● GIVEN TEXT
———

Sunday, September 23, 2007

I'm Neglecting You and Myself

Hi. It's me.

I haven't been writing much and there's a reason for it. The reason is that I haven't done a darn thing about pursuing this surgery or the lawsuit that everyone I have shared this story with tells me I should pursue. Once I hit the insurance snag, not once, but twice, I let the system derail my goal to get my lazy eye fixed once and for all.

The truth is, it took me so long just to summon the courage to even think about having the strabismus corrective surgery that when things went awry, it was very easy to let other priorities get in the way. But I am failing all of you and myself. So I have made a commitment to make some phone calls this week to get things rolling again.

Please comment, please write, please let me know that you are counting on me to go through with this. It will help, I promise.

2 comments:

Anonymous said...

———

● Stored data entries
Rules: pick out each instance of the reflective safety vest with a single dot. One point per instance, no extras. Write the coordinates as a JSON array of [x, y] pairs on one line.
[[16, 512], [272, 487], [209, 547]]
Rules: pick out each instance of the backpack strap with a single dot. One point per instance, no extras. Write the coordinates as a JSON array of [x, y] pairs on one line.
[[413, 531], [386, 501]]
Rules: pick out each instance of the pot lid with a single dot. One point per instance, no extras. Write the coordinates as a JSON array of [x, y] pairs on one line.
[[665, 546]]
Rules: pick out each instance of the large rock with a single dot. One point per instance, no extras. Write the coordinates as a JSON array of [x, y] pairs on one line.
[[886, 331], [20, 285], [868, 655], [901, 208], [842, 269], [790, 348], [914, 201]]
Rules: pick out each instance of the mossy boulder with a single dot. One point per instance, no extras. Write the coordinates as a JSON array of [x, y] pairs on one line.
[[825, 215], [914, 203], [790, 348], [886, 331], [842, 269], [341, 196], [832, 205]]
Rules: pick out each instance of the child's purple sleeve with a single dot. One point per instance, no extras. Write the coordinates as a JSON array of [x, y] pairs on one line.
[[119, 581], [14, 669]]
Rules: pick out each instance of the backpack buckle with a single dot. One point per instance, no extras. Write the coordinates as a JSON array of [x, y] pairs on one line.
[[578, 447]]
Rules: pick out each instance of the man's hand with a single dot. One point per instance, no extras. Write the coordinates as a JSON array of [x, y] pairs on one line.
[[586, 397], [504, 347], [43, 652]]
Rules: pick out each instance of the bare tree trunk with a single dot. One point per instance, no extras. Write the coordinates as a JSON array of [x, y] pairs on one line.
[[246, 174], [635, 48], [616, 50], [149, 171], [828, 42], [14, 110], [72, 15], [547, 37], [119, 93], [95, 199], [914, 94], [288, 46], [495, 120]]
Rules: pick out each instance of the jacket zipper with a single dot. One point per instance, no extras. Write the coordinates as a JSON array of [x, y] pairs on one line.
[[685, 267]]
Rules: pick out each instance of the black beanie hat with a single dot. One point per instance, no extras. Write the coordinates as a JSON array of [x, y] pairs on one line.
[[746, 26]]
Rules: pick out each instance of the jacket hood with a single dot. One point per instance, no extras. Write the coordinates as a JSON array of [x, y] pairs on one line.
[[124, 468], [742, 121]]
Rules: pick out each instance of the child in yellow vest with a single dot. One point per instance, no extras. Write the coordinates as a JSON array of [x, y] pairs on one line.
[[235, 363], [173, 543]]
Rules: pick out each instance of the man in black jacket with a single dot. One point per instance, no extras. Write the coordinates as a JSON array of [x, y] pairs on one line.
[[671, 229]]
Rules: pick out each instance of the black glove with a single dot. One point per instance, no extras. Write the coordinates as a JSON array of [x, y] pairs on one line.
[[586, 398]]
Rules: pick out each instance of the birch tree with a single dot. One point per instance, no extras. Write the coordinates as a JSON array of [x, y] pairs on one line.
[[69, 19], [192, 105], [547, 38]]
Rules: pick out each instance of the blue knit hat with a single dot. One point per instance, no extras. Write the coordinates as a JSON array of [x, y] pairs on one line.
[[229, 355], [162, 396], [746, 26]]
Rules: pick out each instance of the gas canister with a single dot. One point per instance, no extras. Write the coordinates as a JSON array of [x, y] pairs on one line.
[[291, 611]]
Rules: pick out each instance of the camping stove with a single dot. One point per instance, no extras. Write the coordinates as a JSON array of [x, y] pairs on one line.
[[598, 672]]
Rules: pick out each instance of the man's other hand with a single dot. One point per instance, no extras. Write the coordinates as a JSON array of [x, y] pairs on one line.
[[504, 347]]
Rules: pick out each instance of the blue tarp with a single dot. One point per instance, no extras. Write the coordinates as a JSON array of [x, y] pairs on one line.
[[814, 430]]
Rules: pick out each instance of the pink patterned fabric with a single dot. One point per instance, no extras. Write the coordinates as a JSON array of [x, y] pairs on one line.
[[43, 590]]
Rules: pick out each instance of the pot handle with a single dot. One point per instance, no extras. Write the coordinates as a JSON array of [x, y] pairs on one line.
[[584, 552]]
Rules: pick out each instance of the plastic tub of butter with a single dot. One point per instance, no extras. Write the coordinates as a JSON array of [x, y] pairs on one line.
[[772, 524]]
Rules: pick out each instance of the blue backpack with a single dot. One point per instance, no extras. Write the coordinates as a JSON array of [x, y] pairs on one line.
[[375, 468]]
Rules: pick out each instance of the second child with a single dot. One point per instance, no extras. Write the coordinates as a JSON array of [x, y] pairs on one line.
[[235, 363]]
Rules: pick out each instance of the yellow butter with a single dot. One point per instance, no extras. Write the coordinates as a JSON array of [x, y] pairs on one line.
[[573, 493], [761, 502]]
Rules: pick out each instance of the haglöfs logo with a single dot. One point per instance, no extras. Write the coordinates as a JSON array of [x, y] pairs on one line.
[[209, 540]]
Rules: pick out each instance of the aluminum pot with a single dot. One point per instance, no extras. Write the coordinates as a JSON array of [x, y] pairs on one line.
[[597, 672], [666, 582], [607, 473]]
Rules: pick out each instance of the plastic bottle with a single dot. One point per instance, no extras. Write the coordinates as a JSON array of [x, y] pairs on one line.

———

● ASSIGNMENT A
Answer these questions on the blog post:
(i) On what date was the post published?
(ii) What kind of snag did the writer hit, and how many times?
(iii) What has the writer committed to do this week?
● ASSIGNMENT B
Please write out the blog post's words starting with "Sunday, September 23, 2007" and going on through "things rolling again.".
● ASSIGNMENT C
Carry the blog post about strabismus surgery on from its last line.

● EXERCISE RESULT A
(i) Sunday, September 23, 2007
(ii) An insurance snag, twice
(iii) Make some phone calls to get things rolling again

● EXERCISE RESULT B
Sunday, September 23, 2007

I'm Neglecting You and Myself

Hi. It's me.

I haven't been writing much and there's a reason for it. The reason is that I haven't done a darn thing about pursuing this surgery or the lawsuit that everyone I have shared this story with tells me I should pursue. Once I hit the insurance snag, not once, but twice, I let the system derail my goal to get my lazy eye fixed once and for all.

The truth is, it took me so long just to summon the courage to even think about having the strabismus corrective surgery that when things went awry, it was very easy to let other priorities get in the way. But I am failing all of you and myself. So I have made a commitment to make some phone calls this week to get things rolling again.

● EXERCISE RESULT C
You don’t know me from joeinternetperson, but I thought I’d comment again (I’m the one who mentioned Wynona ryder in the past post). I just wanted to offer encouragement and to let you know people are counting on you to go through w/it. We’re about the same age and while my situation’s slightly different (eye turns outward, 1 past surgery as a kid, uninsured), I can relate to the difficulties of dealing w/strabismus. I can also relate to having your goal of surgery get derailed- mine has been derailed by fear (what if surgery doesn’t work AGAIN? What if there are complications?) and the challenges being uninsured presents (some drs. Won’t even see me; others want a ton of consults, how do you even fine drs. When you’re uninsured, How would I afford another surgery? And on and on). For now, I’m stockpiling $ and putting it in CDs to earn some interest. I’m also researching drs. Via the ‘net- not quite the same as consults in person, but hey, being uninsured means you have to be frugal.

Did you make the calls this week (well, last week- or 2 wks ago?) mentioned in this post? I hope so. Btw, if you ever want to vent (I know it can be hard to talk to ‘real life’ friends about this), drop me an IM (I’d post my email but don’t want the universe to see haha). I’m rainmanesq on aol im.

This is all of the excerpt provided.